* **PASSAGE GIVEN**
Willis Earl Beal - Nobody Knows

There’s a fascinating story behind the enigma that is Willis Earl Beal, one that ranges across the United States, and from homelessness to success. Everything really started for Beal after he was reduced to living on the streets for a short time. His seemingly meteoric rise began after he started leaving self recorded CD-Rs lying around various street corners in Albuquerque, found time to audition for the American X-Factor - he dropped out at the bootcamp stage - before being featured in a magazine and releasing his debut album in 2012. Since then he’s toured the world and found time to create his follow-up Nobody Knows. And showing how far he’s come, trendy producer Rodaidh McDonald - who’s worked with King Krule and Savages among others - has helped produce the new collection of eclectic tracks.

* **INFORMATION SUPPLIED**
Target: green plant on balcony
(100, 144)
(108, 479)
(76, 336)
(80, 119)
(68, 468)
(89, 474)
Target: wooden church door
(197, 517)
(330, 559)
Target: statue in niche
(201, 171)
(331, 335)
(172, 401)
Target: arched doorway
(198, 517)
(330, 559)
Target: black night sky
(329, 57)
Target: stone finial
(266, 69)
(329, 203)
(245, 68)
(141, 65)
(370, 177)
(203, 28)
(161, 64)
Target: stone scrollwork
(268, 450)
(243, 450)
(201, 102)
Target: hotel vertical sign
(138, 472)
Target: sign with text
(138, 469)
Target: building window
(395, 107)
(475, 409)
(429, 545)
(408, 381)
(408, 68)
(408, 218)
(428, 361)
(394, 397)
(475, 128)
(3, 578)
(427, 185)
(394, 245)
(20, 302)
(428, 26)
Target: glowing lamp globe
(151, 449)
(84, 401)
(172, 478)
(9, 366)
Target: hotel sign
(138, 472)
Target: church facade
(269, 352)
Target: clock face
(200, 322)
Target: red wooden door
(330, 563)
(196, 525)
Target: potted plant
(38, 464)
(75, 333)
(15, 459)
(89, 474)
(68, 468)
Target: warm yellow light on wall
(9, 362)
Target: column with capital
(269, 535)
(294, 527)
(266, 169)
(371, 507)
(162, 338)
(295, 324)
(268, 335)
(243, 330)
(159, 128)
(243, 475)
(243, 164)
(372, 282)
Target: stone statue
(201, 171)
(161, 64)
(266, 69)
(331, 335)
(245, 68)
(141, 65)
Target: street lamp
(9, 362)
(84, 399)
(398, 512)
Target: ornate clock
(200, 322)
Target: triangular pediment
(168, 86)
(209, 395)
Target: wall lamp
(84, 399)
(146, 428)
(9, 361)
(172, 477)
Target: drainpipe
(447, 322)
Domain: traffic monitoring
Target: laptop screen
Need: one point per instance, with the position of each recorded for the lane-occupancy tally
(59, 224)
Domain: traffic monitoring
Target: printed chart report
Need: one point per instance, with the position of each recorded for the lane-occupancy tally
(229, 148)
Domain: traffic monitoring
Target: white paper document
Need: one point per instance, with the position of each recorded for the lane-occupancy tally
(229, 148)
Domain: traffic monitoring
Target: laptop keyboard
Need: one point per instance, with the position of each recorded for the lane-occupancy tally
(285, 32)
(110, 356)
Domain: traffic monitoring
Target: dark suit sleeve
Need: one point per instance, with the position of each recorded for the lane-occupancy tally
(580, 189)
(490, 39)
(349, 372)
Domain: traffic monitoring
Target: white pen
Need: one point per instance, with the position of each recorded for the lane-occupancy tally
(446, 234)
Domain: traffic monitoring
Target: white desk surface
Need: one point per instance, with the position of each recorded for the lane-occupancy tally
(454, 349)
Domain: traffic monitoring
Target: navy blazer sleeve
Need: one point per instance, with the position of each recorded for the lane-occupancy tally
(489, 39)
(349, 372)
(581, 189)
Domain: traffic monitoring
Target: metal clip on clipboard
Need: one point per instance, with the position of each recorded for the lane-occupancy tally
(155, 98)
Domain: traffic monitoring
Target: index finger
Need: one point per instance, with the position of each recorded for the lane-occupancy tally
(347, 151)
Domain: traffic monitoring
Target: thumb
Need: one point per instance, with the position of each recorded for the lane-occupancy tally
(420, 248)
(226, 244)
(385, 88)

* **TASK TO CARRY OUT**
Summarize the Willis Earl Beal passage above in exactly two sentences.

* **RESULT BELOW**
After briefly living on the streets, Willis Earl Beal began his rise by leaving self-recorded CD-Rs on street corners in Albuquerque, auditioning for the American X-Factor before dropping out at the bootcamp stage, being featured in a magazine, and releasing his debut album in 2012. He has since toured the world and created the follow-up Nobody Knows, a collection of eclectic tracks that producer Rodaidh McDonald, who has worked with King Krule and Savages, helped produce.